Below are records; output exactly the lines from the one with "For every instance of the tree" through their final line.
═════ GIVEN DATA ═════
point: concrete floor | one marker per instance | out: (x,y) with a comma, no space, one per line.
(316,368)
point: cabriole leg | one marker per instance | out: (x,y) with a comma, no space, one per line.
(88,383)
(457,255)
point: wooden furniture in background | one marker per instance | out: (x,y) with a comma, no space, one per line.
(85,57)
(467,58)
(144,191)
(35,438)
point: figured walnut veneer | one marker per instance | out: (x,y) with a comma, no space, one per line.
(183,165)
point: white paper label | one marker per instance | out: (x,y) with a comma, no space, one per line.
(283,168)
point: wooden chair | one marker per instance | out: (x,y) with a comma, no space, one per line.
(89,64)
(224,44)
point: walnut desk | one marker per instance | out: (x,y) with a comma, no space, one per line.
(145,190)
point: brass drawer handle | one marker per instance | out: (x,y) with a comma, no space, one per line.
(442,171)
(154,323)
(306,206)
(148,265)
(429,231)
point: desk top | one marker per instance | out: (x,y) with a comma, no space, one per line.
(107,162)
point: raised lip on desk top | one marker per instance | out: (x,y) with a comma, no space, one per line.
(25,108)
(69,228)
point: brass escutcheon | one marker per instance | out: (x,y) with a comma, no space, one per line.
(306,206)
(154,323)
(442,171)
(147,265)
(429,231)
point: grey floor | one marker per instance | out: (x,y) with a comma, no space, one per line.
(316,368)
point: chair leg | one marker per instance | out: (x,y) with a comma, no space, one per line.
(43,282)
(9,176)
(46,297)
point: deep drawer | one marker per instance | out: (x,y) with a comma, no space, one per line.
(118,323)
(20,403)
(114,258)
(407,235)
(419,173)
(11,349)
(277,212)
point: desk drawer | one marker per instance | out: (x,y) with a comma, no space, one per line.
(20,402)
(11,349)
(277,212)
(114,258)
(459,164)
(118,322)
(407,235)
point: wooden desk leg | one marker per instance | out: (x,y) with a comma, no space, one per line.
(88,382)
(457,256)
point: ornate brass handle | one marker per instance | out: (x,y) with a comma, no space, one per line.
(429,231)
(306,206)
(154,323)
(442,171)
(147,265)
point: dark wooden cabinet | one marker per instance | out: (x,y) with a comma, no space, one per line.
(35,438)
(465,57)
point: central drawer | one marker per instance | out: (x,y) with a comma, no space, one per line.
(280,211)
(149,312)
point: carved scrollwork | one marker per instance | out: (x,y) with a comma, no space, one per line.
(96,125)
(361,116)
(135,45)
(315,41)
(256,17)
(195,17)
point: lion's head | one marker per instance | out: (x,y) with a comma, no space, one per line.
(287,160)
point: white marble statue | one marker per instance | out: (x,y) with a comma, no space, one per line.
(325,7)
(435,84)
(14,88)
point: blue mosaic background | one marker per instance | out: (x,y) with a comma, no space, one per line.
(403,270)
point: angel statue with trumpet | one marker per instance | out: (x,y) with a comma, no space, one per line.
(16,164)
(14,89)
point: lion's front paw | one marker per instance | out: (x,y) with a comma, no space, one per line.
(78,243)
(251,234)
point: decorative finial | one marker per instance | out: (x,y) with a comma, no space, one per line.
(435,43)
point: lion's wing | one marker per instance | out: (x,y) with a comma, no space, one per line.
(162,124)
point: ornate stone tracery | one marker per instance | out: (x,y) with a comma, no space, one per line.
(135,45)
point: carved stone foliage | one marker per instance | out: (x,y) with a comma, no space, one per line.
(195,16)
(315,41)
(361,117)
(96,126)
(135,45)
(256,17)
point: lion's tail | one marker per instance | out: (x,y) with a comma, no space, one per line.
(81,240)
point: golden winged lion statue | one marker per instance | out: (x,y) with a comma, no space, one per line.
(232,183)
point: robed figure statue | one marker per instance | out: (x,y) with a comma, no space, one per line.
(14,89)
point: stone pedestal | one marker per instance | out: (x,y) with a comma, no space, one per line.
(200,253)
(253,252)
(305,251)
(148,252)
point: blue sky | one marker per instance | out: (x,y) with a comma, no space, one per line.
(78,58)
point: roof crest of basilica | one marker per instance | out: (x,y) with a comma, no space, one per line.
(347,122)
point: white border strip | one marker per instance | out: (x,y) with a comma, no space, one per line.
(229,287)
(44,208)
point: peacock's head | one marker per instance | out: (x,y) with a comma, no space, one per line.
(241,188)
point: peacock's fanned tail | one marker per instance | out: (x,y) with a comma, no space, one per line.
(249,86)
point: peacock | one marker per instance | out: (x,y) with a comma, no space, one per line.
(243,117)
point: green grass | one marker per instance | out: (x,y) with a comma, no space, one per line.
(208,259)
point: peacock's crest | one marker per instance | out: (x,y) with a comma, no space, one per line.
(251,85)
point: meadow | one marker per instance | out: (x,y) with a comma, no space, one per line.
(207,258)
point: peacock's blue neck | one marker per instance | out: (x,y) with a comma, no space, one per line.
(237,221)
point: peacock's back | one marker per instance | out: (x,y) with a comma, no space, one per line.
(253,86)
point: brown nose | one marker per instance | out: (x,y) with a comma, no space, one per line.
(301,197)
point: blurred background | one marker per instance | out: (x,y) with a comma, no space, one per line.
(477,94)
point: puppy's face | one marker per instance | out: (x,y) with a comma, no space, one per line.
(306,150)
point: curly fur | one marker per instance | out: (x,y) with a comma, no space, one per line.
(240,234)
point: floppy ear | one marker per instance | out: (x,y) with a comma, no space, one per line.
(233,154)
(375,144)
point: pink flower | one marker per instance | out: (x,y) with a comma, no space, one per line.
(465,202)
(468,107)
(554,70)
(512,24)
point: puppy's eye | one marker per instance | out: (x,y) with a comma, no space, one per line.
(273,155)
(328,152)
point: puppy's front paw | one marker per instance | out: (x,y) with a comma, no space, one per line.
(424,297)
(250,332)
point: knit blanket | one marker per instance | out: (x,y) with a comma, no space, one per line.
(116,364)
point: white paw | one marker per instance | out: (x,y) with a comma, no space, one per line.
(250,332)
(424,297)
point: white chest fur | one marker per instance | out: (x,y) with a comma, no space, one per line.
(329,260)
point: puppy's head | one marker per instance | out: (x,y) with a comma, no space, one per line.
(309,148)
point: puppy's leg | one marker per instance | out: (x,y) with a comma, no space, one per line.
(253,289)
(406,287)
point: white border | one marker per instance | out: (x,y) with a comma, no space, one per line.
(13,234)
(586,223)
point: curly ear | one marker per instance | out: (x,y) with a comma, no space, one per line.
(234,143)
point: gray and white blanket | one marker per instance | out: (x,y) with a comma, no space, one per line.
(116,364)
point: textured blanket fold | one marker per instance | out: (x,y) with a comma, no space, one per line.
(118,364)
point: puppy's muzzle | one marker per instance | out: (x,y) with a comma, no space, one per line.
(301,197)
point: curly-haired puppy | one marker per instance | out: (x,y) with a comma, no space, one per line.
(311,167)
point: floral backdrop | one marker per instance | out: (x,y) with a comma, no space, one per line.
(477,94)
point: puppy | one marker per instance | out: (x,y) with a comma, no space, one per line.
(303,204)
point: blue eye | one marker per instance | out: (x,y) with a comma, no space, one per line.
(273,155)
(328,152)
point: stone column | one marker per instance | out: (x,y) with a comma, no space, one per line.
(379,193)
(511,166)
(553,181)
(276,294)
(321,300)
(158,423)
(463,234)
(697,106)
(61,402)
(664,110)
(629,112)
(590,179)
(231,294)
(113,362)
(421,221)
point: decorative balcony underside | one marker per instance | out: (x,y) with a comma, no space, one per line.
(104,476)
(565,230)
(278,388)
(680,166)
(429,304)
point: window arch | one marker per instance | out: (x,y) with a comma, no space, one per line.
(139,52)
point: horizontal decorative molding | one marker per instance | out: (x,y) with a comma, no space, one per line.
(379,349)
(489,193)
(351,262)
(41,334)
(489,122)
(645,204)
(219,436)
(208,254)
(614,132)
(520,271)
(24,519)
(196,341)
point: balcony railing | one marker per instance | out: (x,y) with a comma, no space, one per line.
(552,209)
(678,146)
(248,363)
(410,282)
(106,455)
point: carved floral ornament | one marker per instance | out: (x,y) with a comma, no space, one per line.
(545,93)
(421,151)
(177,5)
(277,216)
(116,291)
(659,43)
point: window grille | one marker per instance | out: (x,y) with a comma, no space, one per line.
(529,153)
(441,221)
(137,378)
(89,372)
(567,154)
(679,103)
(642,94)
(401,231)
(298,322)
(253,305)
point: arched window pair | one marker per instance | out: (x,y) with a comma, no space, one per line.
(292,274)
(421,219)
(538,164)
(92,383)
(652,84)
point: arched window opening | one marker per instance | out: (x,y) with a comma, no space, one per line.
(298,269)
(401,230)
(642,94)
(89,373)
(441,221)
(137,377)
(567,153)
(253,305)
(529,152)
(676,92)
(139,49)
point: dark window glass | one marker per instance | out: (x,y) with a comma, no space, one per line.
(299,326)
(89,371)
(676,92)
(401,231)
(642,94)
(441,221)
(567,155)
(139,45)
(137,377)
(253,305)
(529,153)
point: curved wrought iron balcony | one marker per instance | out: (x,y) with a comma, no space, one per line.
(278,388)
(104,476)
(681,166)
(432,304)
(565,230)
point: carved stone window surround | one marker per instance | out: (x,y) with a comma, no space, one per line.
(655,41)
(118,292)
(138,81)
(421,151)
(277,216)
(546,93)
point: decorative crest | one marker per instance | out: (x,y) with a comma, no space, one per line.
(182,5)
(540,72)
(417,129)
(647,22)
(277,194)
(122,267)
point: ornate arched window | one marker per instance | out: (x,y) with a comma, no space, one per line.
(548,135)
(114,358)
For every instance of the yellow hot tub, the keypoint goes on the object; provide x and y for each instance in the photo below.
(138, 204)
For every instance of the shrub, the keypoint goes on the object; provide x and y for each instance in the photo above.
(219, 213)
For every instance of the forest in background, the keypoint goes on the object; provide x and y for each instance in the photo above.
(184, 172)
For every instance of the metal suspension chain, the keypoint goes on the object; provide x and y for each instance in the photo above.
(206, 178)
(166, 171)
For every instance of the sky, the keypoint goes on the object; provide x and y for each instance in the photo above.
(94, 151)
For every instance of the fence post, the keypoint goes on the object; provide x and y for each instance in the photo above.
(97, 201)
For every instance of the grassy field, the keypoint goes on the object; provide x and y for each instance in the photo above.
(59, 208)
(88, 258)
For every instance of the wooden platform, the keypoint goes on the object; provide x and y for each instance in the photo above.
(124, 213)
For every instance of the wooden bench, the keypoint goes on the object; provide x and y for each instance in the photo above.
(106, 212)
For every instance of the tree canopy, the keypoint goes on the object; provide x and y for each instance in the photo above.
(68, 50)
═════
**SOLVED PROBLEM**
For every instance of the tree canopy, the keypoint goes on the object; provide x and y for each instance in the photo above.
(68, 50)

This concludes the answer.